▶ [DIRECTIONS]: Repeat everything from the first line of the listing below through the line that contains "Query: sandy beach", exactly. Leave out pictures.

▶ [DATA]:
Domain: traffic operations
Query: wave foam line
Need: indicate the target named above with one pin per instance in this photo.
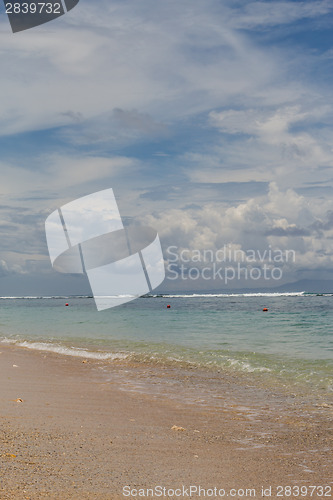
(258, 294)
(67, 351)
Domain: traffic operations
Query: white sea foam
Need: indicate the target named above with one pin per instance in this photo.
(67, 351)
(258, 294)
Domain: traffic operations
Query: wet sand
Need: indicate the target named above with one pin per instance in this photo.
(86, 430)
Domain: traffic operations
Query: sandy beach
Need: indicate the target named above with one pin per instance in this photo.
(70, 432)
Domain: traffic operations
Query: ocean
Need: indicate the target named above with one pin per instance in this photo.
(290, 344)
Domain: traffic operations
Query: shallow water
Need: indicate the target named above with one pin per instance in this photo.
(291, 343)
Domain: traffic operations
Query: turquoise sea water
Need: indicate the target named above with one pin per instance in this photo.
(291, 343)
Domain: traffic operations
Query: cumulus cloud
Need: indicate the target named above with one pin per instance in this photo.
(305, 228)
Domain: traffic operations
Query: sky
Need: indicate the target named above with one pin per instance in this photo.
(210, 120)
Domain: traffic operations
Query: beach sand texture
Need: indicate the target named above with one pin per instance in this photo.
(67, 433)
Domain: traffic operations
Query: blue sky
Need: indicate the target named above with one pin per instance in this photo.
(211, 121)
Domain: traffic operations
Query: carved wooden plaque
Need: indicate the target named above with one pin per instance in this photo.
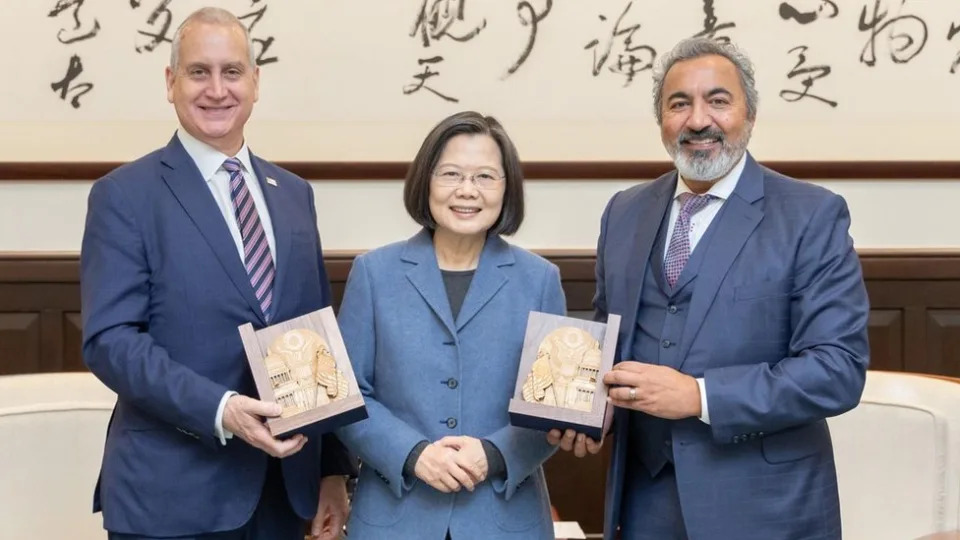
(560, 379)
(303, 365)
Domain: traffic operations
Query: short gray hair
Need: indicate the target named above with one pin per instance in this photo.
(691, 48)
(208, 15)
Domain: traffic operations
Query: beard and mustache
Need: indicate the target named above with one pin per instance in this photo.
(698, 165)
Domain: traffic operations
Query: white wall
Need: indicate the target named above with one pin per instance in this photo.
(359, 215)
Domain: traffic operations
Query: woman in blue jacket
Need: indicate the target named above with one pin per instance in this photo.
(434, 326)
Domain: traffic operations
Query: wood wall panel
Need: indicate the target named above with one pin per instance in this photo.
(943, 342)
(19, 342)
(886, 339)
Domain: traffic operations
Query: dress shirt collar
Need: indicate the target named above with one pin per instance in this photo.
(721, 189)
(208, 159)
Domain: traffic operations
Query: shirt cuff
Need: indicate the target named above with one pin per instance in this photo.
(496, 466)
(410, 465)
(704, 411)
(222, 434)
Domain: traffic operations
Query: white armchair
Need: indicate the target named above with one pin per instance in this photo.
(898, 458)
(52, 429)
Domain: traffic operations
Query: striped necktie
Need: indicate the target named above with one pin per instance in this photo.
(678, 251)
(256, 251)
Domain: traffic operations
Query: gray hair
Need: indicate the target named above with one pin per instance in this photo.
(691, 48)
(208, 15)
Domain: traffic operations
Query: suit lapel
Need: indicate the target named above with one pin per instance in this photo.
(425, 277)
(736, 222)
(648, 214)
(280, 219)
(190, 189)
(487, 280)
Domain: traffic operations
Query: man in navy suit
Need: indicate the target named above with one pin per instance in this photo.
(180, 248)
(744, 326)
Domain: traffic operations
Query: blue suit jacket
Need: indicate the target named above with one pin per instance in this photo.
(777, 326)
(163, 291)
(406, 348)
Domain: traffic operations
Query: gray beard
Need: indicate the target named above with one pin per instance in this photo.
(705, 169)
(700, 167)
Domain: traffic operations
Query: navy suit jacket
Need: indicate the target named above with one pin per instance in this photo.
(163, 291)
(777, 326)
(425, 375)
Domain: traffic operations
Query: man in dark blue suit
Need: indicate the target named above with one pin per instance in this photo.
(744, 327)
(180, 248)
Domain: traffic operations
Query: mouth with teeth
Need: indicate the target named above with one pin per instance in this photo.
(703, 141)
(216, 111)
(465, 211)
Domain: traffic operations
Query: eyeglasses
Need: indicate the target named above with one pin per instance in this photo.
(483, 178)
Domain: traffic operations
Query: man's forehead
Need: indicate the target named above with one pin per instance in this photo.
(705, 73)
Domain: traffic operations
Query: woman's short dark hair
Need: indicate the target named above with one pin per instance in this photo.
(416, 187)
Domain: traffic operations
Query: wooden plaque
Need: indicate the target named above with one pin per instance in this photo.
(560, 379)
(303, 365)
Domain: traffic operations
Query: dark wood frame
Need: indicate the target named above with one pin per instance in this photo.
(326, 417)
(547, 417)
(533, 170)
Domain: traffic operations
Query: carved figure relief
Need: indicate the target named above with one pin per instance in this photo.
(566, 370)
(303, 372)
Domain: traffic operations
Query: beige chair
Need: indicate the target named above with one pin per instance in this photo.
(52, 429)
(898, 458)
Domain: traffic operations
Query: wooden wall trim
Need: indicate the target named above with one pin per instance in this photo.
(534, 170)
(576, 265)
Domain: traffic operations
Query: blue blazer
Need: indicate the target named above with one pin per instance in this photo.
(778, 329)
(425, 375)
(163, 291)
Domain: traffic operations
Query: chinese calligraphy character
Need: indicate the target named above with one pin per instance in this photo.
(65, 85)
(262, 44)
(788, 12)
(423, 77)
(954, 30)
(434, 22)
(810, 75)
(710, 26)
(160, 36)
(532, 19)
(629, 62)
(903, 45)
(63, 5)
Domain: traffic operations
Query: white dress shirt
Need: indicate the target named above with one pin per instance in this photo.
(699, 222)
(209, 162)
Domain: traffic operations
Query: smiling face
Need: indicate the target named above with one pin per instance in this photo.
(705, 126)
(215, 86)
(465, 209)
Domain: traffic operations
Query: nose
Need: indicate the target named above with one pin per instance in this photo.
(217, 89)
(699, 116)
(467, 188)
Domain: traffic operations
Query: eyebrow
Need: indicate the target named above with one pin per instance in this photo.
(206, 66)
(719, 90)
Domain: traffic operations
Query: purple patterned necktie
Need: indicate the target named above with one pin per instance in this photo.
(256, 250)
(679, 251)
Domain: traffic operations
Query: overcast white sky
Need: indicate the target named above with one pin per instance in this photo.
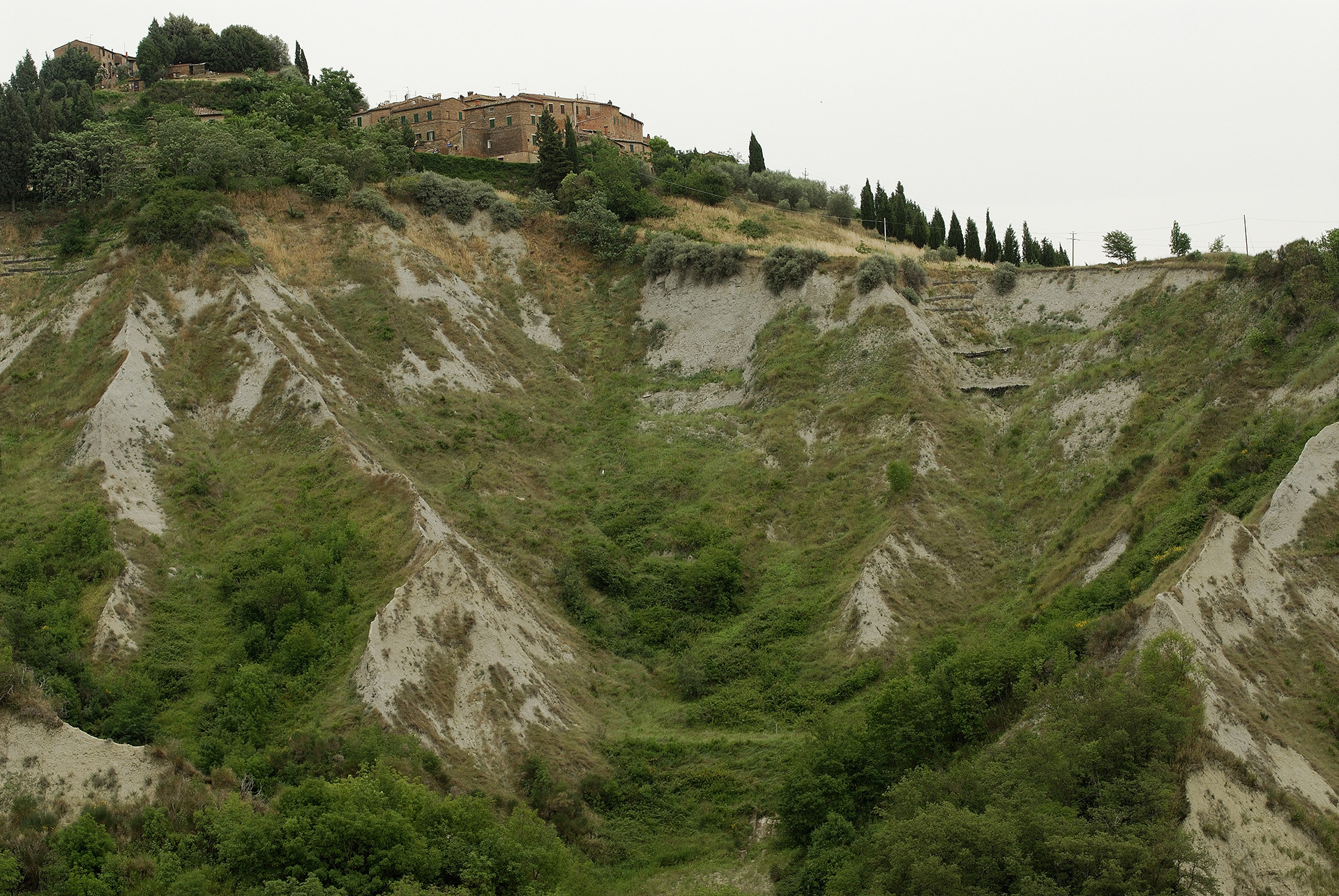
(1073, 116)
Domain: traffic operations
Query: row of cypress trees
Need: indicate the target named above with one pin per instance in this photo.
(36, 105)
(895, 216)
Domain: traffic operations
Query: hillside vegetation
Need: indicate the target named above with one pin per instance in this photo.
(476, 538)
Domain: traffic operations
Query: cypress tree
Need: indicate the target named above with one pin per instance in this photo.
(992, 244)
(15, 146)
(24, 78)
(1046, 255)
(755, 162)
(937, 229)
(301, 59)
(955, 235)
(974, 245)
(898, 221)
(919, 225)
(880, 209)
(867, 206)
(1010, 251)
(554, 164)
(569, 144)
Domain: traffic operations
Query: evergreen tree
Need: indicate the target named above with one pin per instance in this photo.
(992, 244)
(955, 235)
(17, 139)
(569, 145)
(880, 209)
(867, 206)
(24, 78)
(1046, 255)
(1180, 240)
(919, 225)
(554, 164)
(1031, 250)
(898, 221)
(755, 162)
(1010, 251)
(972, 248)
(937, 229)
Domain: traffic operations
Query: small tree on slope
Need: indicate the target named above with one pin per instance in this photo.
(755, 162)
(1119, 245)
(1180, 240)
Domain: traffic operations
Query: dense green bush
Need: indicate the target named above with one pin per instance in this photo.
(753, 229)
(1030, 813)
(703, 261)
(1004, 278)
(875, 272)
(181, 216)
(899, 474)
(599, 229)
(372, 202)
(790, 267)
(457, 200)
(914, 275)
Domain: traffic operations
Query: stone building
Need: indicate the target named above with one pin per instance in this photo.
(504, 128)
(113, 63)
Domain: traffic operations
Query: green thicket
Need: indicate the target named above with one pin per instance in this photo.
(704, 261)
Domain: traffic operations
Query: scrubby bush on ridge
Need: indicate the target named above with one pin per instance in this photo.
(790, 267)
(703, 261)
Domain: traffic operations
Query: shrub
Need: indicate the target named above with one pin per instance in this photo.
(453, 197)
(914, 275)
(899, 477)
(790, 267)
(372, 202)
(704, 261)
(595, 227)
(753, 229)
(1264, 266)
(875, 272)
(505, 215)
(323, 183)
(1004, 278)
(709, 184)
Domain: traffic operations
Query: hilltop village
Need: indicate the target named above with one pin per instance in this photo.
(474, 125)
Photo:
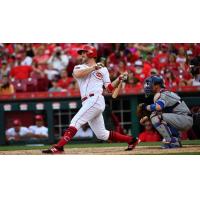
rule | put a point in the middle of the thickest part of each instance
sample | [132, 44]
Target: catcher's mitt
[141, 113]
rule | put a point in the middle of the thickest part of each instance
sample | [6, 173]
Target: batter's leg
[88, 111]
[98, 127]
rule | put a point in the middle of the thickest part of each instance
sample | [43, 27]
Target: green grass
[90, 145]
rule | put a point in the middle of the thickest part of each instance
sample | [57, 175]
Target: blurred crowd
[35, 67]
[18, 132]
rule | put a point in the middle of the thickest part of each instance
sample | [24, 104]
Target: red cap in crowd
[38, 117]
[16, 122]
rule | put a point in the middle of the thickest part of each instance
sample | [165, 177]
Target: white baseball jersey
[12, 133]
[92, 107]
[93, 83]
[39, 130]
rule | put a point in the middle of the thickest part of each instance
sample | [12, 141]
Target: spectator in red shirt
[170, 79]
[41, 57]
[181, 57]
[65, 80]
[161, 59]
[149, 134]
[21, 72]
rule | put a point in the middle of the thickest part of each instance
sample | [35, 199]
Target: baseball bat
[117, 90]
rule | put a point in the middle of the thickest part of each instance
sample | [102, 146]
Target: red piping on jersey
[87, 84]
[87, 110]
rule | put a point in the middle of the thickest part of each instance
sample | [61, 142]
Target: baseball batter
[169, 115]
[91, 78]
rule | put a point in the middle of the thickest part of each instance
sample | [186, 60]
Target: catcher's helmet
[91, 51]
[149, 82]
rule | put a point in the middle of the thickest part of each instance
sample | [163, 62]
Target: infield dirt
[140, 150]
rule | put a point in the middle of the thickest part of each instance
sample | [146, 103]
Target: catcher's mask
[150, 82]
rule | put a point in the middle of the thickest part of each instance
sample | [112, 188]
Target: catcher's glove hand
[141, 111]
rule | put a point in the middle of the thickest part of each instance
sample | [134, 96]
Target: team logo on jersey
[98, 75]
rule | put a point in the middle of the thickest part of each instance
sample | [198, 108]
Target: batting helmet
[149, 82]
[91, 51]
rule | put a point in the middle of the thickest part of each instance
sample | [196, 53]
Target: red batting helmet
[91, 51]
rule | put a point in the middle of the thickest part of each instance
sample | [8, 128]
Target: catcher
[169, 114]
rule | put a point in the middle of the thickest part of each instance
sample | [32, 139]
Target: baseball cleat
[174, 143]
[54, 150]
[133, 144]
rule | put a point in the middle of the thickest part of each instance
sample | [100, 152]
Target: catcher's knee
[156, 119]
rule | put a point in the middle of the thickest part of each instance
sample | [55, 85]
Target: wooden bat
[117, 90]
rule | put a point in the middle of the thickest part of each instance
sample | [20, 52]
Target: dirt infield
[146, 150]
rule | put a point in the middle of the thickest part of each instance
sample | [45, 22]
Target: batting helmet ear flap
[90, 50]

▶ [WRITTEN RESPONSE]:
Domain: traffic operations
Query: wave foam line
Need: indicate the target named above with one pin per instance in this photo.
(258, 294)
(67, 351)
Domain: traffic operations
Query: white sea foam
Need: indicate the target named above with one pin per instance in this photo.
(67, 351)
(258, 294)
Domain: traffic operations
Query: wet sand
Need: indicate the target named above with one pin per instance in this photo.
(86, 430)
Domain: traffic operations
Query: sandy beach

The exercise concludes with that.